» **What you will do**: Rewrite the material below, changing "red window shutter" to "red shutter" and keeping everything else the same. Leave the pictures out of your version.

Records from a data collection
⟨

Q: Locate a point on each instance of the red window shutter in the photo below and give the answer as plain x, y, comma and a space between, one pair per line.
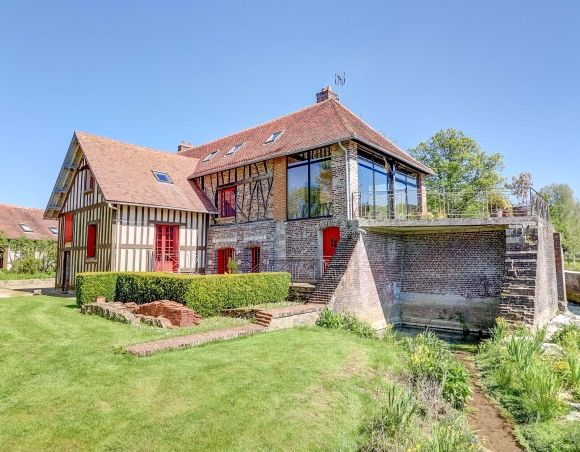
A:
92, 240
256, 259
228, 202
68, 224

⟩

» **Task answer**:
Q: Locate a point on each instance of the red shutter in the photo below and give the answer as plain x, y, comma and a space between, one pair per line.
A:
92, 240
256, 259
228, 202
68, 224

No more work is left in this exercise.